THE PROBLEM: Using the entries below, output exactly the line containing "Prompt: place one marker on each instance of the red" and all lines that follow it to the end.

RECORD EXCERPTS:
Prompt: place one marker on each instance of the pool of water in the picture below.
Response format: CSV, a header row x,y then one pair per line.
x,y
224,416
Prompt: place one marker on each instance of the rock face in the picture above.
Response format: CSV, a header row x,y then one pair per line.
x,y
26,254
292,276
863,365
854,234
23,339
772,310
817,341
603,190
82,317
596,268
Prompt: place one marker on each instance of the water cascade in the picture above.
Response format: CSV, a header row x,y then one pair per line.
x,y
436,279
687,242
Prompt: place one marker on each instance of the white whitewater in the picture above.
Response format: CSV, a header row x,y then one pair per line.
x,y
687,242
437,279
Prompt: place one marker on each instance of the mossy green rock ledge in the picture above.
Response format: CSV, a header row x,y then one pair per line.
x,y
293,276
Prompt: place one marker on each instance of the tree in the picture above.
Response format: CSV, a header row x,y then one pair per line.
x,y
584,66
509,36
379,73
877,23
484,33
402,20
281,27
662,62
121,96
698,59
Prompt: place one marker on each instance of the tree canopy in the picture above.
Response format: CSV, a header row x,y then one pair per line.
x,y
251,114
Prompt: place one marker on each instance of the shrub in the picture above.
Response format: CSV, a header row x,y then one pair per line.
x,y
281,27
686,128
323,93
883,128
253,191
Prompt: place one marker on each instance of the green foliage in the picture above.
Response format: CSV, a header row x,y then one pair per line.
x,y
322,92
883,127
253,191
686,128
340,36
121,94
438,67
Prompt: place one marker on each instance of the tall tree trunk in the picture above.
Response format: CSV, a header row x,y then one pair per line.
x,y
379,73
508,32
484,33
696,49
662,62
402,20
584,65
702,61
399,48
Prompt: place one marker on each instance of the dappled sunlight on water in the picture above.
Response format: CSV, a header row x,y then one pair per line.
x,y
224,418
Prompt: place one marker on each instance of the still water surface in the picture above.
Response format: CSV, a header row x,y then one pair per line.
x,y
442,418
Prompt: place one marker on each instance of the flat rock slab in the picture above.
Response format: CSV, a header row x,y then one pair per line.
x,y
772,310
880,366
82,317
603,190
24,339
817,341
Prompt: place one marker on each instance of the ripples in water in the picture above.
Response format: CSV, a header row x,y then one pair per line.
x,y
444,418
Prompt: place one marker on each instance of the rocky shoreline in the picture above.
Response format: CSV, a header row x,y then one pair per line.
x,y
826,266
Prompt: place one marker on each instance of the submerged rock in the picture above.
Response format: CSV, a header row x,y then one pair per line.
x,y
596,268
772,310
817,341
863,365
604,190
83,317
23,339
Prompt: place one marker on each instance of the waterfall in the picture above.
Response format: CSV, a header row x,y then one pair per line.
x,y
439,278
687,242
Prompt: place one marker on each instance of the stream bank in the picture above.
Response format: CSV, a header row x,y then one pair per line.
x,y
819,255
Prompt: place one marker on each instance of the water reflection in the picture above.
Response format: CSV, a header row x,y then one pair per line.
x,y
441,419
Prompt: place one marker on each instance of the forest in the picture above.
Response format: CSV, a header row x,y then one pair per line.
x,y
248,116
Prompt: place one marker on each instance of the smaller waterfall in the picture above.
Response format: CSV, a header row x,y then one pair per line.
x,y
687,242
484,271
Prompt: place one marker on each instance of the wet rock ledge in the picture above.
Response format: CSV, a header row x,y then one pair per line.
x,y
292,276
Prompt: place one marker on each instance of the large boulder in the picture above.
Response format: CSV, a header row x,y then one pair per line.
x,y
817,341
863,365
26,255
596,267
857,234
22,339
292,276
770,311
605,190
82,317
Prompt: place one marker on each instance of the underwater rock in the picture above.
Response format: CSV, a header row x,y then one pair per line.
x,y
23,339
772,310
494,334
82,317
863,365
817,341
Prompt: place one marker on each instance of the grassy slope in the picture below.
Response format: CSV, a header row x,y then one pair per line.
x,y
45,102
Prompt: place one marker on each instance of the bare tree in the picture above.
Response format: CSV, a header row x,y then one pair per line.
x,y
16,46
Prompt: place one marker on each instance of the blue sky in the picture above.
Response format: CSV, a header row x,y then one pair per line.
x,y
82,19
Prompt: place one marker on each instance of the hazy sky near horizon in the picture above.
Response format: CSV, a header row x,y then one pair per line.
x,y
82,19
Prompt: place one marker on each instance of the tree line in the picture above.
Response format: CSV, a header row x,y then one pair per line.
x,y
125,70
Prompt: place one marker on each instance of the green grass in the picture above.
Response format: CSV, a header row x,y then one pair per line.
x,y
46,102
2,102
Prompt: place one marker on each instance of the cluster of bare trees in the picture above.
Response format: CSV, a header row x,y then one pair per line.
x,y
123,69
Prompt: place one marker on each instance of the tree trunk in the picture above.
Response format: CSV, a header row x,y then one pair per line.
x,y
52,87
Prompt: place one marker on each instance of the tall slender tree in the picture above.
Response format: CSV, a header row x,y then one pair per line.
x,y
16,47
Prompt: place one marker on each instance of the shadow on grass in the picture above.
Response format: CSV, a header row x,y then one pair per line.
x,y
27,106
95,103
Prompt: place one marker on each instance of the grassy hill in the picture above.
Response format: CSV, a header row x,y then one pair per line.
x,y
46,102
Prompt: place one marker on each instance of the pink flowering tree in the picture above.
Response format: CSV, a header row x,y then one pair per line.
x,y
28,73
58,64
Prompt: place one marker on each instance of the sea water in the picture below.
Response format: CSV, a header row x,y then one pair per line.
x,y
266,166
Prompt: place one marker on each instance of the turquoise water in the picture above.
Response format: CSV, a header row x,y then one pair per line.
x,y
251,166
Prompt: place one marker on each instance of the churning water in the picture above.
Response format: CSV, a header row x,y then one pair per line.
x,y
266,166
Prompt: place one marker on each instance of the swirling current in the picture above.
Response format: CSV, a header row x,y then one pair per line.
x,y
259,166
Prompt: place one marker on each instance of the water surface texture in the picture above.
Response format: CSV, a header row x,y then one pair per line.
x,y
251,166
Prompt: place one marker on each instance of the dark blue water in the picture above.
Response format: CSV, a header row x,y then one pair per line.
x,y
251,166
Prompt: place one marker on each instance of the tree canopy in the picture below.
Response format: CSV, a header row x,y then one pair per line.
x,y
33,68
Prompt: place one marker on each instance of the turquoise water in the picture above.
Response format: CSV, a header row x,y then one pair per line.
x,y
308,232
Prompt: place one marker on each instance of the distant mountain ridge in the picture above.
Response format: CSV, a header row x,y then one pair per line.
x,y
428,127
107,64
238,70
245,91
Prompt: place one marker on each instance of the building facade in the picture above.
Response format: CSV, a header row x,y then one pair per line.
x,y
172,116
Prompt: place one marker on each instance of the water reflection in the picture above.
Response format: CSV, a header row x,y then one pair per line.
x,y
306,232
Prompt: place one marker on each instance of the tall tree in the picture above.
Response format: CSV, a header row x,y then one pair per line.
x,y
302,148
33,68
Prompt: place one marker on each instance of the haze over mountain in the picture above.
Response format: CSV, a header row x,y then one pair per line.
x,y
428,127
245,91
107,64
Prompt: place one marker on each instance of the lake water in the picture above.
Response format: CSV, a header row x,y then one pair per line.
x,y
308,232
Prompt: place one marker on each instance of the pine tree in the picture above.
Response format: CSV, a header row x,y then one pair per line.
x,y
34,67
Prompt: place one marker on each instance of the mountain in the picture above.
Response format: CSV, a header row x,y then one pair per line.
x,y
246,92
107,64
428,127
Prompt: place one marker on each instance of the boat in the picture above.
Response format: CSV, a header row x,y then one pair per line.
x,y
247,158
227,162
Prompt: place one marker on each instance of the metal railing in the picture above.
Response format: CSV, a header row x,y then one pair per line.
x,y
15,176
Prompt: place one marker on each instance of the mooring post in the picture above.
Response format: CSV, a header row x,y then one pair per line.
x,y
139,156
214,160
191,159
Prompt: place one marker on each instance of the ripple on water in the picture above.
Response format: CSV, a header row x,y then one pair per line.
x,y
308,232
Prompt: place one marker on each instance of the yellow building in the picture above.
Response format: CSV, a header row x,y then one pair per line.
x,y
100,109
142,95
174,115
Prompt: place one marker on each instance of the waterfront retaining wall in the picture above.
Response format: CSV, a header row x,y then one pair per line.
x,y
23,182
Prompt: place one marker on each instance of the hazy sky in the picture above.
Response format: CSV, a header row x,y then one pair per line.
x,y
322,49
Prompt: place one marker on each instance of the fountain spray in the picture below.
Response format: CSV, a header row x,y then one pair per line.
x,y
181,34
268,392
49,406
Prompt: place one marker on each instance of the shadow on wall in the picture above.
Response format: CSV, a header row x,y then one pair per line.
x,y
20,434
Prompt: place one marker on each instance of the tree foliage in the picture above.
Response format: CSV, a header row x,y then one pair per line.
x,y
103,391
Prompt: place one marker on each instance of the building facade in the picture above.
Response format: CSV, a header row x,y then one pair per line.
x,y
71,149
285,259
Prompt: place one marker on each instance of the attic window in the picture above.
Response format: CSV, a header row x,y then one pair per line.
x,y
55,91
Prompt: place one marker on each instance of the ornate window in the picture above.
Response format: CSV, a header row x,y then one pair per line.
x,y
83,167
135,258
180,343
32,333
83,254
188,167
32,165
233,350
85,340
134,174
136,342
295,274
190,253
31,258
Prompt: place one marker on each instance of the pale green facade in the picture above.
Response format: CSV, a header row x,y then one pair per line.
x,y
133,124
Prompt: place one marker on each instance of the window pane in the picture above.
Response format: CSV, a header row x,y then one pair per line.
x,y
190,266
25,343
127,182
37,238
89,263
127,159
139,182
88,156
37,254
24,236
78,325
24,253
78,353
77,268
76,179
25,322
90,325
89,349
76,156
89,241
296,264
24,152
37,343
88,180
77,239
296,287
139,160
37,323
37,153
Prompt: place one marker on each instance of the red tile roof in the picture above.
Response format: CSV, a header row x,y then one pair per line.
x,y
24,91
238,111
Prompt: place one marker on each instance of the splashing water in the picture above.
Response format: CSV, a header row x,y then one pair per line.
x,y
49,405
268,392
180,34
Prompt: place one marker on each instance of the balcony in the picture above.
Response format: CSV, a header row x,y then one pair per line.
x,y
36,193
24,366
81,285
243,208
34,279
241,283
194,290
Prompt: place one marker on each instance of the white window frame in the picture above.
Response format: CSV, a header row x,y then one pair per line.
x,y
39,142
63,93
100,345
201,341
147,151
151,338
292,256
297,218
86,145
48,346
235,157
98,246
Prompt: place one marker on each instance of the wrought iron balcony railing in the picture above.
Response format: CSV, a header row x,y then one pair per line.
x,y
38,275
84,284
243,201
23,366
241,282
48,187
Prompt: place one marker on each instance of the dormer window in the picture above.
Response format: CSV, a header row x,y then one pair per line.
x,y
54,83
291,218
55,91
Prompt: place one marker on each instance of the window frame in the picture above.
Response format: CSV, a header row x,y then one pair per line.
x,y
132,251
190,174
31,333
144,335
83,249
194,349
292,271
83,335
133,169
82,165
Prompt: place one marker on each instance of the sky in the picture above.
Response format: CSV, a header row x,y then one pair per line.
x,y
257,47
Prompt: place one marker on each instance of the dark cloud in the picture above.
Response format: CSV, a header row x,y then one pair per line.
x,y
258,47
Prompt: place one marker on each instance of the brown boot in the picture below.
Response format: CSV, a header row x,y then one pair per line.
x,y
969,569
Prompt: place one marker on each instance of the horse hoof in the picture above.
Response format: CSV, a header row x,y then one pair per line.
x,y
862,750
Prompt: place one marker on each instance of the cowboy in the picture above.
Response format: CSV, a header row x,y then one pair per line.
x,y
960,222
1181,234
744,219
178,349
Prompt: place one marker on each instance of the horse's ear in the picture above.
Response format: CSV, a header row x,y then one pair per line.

PROBLEM SOLUTION:
Prompt: place one marker on each instance of the red tile roof in the picture above.
Response format: CSV, a header row x,y then one pair per line.
x,y
24,91
238,111
Prompt: place one marker on each instance of the splashing water in the picture above.
Response format: CSV, a header row x,y then one pair per line.
x,y
49,405
268,392
180,34
Prompt: place one marker on each instance of the balcony in the picture above.
Response format: CSV, a header row x,y then one pair per line.
x,y
36,193
24,366
81,285
243,208
34,279
241,283
194,290
Prompt: place one marker on each instance of the white window frame in the picture above.
Response format: CSV, a header row x,y then one pair per line.
x,y
39,142
63,93
100,345
201,341
147,151
151,338
292,256
297,218
86,145
48,346
235,157
98,246
Prompt: place one marker on each instance of the wrought iron balcony railing in the picture above.
Response format: CSV, a header row x,y then one pair per line.
x,y
38,275
84,284
243,201
23,366
241,282
48,187
Prompt: place one marker on each instance of the dormer window in the picture above.
Response format: CSV, a header row x,y then one pair per line.
x,y
54,83
291,218
55,91
Prompt: place one marker on each instance of the window frame in the picture above.
Response format: CSV, a header row x,y then one pair per line.
x,y
132,251
190,174
31,333
144,335
83,249
194,349
292,271
83,335
133,169
82,165
Prompt: place one marker on each instance of the sky in the picture above.
Response format: CSV, a header row x,y then one pair per line.
x,y
257,47
Prompt: place one marker on each instance of the dark cloud in the picture above.
Response format: CSV, a header row x,y then one pair per line.
x,y
258,47
Prompt: place one marker on each instance of the brown boot in the picture below.
Response format: CSV, a header row x,y then one pair per line.
x,y
969,569
Prompt: place one marker on each instance of the horse hoof in the picture above.
Response format: CSV, a header row x,y then one pair per line.
x,y
862,750
Prompt: place one marker on each instance of the cowboy in the picture above.
Response format: CSV, a header row x,y then one pair per line.
x,y
960,222
1181,234
744,219
178,349
Prompt: place one marker on each instance of the horse's ear in the picture above.
Response format: CSV, a header row x,y then one pair per line.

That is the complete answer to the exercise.